Input rows:
== == ==
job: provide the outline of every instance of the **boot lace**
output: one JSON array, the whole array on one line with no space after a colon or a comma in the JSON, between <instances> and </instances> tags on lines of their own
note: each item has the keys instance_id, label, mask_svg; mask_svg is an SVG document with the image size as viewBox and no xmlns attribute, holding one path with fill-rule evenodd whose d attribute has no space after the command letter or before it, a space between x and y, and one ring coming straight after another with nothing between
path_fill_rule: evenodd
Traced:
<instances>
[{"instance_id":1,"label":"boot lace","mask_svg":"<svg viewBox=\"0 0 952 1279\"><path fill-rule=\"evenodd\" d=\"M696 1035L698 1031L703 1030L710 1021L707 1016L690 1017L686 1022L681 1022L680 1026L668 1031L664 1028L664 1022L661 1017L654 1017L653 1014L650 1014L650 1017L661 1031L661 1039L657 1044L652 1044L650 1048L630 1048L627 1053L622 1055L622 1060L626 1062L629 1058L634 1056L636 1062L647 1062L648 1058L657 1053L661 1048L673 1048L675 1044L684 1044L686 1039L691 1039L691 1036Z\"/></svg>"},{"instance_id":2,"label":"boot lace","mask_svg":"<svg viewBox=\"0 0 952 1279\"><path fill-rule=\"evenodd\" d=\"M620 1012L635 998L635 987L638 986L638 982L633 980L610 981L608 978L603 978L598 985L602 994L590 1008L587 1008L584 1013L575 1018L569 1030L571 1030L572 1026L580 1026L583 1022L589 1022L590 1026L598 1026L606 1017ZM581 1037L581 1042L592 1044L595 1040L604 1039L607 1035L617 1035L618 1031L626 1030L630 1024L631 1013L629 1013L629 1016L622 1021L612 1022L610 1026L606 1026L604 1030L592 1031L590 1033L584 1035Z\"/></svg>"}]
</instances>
== == ==
Problem details:
Can you change "outline" to "contour" in the records above and leave everything else unchanged?

Solution for this problem:
job: provide the contour of every instance of the **boot lace**
output: one JSON array, the whole array on one line with no space after a colon or a comma in the JSON, between <instances> and </instances> tags on lines of their own
note: each item has the keys instance_id, label, mask_svg; mask_svg is an SVG document with the image size as viewBox and no xmlns attribute, holding one path with fill-rule evenodd whose d attribute has no space after the command letter or before it, a space between x and y, and one ring coming straight after another with nothing between
path_fill_rule: evenodd
Traced:
<instances>
[{"instance_id":1,"label":"boot lace","mask_svg":"<svg viewBox=\"0 0 952 1279\"><path fill-rule=\"evenodd\" d=\"M696 1035L698 1031L703 1030L710 1021L707 1016L690 1017L686 1022L681 1022L680 1026L668 1031L664 1028L664 1022L661 1017L654 1017L653 1014L650 1014L650 1017L661 1031L661 1039L657 1044L652 1044L650 1048L630 1048L627 1053L622 1055L622 1060L626 1062L629 1058L634 1056L636 1062L647 1062L648 1058L657 1053L661 1048L673 1048L675 1044L684 1044L686 1039L691 1039L691 1036Z\"/></svg>"},{"instance_id":2,"label":"boot lace","mask_svg":"<svg viewBox=\"0 0 952 1279\"><path fill-rule=\"evenodd\" d=\"M620 1012L635 998L635 987L638 986L638 982L633 980L610 981L608 978L603 978L598 985L602 994L590 1008L587 1008L584 1013L575 1018L569 1030L571 1030L572 1026L580 1026L583 1022L589 1022L590 1026L598 1026L606 1017ZM581 1037L581 1042L592 1044L595 1040L604 1039L607 1035L617 1035L618 1031L626 1030L630 1024L631 1013L629 1013L629 1016L622 1021L612 1022L610 1026L606 1026L604 1030L592 1031L590 1033L584 1035Z\"/></svg>"}]
</instances>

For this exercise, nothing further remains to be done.